— PROBLEM 1 —
Which trade barriers does the import substitution text give as examples of protectionist policies?
— PROBLEM 2 —
Rewrite the part of the import substitution text that begins at the words "Since the government" and stops after "level of exploitation.", swapping "free market" for "open market".

— PAGE TEXT —
*** Block opens ***
The paper 'How Does Import Substitution Policy Affect GDP Growth?' is a delightful example of a research paper on macro and microeconomics.
Most of the nations of the world are engaged in international trade in order to gain a competitive advantage over the other nations. A country may export the goods which it can produce with an advantage as compared with the other nations. On the other hand, the country would import the goods which it would find cheaper to buy from the other nations than to produce using the resources of the country itself. However, too much of import would result in the flow of the local currency from the home country which would have an adverse effect on the currency value of the nation. Thus free trade may not be the policy the government of a particular nation would encourage. Various types of protectionist policies are imposed on the exporters and importers to discourage the amount of trade with the imposition of trade barriers like tariffs and quotas. The country, on the other hand, has to promote the policy of import substitution so that the industries located in the home country are encouraged to produce more of the products in the domestic markets so that the demand of the buyers for the foreign products gets reduced.
Since the government has a dominant influence in the implementation of the trade policies as well as in international relations, the ISI concept can be attributed as an economic as well as a political theory. In common parlance, the theory of import substitution can be attributed as the theory of development economics and had been reflected in the writing of Keynesian economists. In the free market in the international scenario, most of the economies that have a dominant position in international trade would take advantage of their position and would tend to dominate the developing nations (Corden 42-59). This, in turn, forced the under-developed nations to become self-sufficient and to set up their own industries to stop this level of exploitation.
*** Block closes ***
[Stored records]
*** Block opens ***
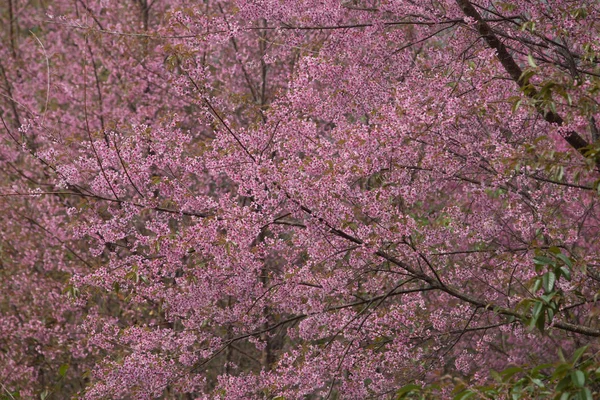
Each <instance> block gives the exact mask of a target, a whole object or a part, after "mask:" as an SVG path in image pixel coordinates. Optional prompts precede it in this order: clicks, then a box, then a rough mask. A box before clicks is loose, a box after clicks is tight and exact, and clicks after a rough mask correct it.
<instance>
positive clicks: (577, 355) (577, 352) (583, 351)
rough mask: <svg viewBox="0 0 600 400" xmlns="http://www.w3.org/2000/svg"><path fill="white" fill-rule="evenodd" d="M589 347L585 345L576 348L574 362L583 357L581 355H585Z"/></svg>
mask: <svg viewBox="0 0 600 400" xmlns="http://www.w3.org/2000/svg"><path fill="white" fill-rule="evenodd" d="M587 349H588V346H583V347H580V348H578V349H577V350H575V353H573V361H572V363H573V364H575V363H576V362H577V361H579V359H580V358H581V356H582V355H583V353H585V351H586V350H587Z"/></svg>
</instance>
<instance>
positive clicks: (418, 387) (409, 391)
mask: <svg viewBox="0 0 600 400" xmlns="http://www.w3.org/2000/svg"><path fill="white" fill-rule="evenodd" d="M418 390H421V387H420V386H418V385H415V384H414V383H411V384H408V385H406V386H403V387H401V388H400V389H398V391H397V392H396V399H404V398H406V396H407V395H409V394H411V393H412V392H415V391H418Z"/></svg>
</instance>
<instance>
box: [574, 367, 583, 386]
*** Block closes ***
— ANSWER SECTION 1 —
Tariffs and quotas.

— ANSWER SECTION 2 —
Since the government has a dominant influence in the implementation of the trade policies as well as in international relations, the ISI concept can be attributed as an economic as well as a political theory. In common parlance, the theory of import substitution can be attributed as the theory of development economics and had been reflected in the writing of Keynesian economists. In the open market in the international scenario, most of the economies that have a dominant position in international trade would take advantage of their position and would tend to dominate the developing nations (Corden 42-59). This, in turn, forced the under-developed nations to become self-sufficient and to set up their own industries to stop this level of exploitation.